5I have a dataframe that looks like this:
Name | Site | Time |
---|---|---|
Manual | BCN | 3/10/2022 11:23:13 PM |
Manual | BCN | 3/10/2022 11:38:47 PM |
Automatic | Madrid | 3/10/2022 11:40:32 PM |
Manual | BCN | 3/10/2022 11:39:47 PM |
Manual | BCN | 3/11/2022 12:44:47 AM |
It consists of a Name column, Place and Time. What I'm looking for is to count where Name and place are equal and Time is less than 20minutes between instances. In this case output would be Manual,bcn1 ->3 times as the 5th row is an hour away from the other two. The data is sorted by Time.
What I have tried is to groupby with the Name and Place and then apply a diff to Time with no avail.
df['Time'] = pd.to_datetime(df['Time'])
g=( df.groupby(['site','Name'])['Time'].diff().ne(pd.Timedelta(minutes=20))
.groupby(df['site','Ppath']).cumsum() )
groups = df.groupby(['Site',g])['Time']
new_df = df.assign(count = groups.transform('size'))
This is returning the count of all values not the ones that fulfill the timedelta. The file itself is quite big with multiple Name and site places.
Many thanks
Edit1. To clarify I'm looking at value pairs so in this case the first row with the second one. And then the second one with the third one and so on. I'm exploring a solution with a For filtering by Name and site.
Thanks
CodePudding user response:
IIUC, try:
df["Time"] = pd.to_datetime(df["Time"])
df = df.sort_values("Time", ignore_index=True)
output = (df.groupby(["Name", "Site"])["Time"].apply(lambda x: x.diff()
.dt
.total_seconds()
.div(60)
.fillna(0)
.le(20)
.sum()
)
)
>>> output
Name Site
Automatic Madrid 1
Manual BCN 3
Name: Time, dtype: int64

- [Data extract]:
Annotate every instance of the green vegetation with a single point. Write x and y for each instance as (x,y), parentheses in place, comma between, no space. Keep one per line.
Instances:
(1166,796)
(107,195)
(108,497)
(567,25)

- [Task instructions]:
• a. Reproduce the passage of the pandas thread between "df['Time'] = pd.to_datetime(df['Time'])" and "df.assign(count = groups.transform('size'))", inclusive.
• b. Answer these questions using the pandas thread:
(i) What is the maximum time gap between instances that the poster wants to count?
(ii) Which site is listed for the Automatic name in the table?
(iii) In the reply's output, what count appears for Manual at BCN?

- [Results by task]:
• a.
df['Time'] = pd.to_datetime(df['Time'])
g=( df.groupby(['site','Name'])['Time'].diff().ne(pd.Timedelta(minutes=20))
.groupby(df['site','Ppath']).cumsum() )
groups = df.groupby(['Site',g])['Time']
new_df = df.assign(count = groups.transform('size'))

• b.
(i) 20 minutes
(ii) Madrid
(iii) 3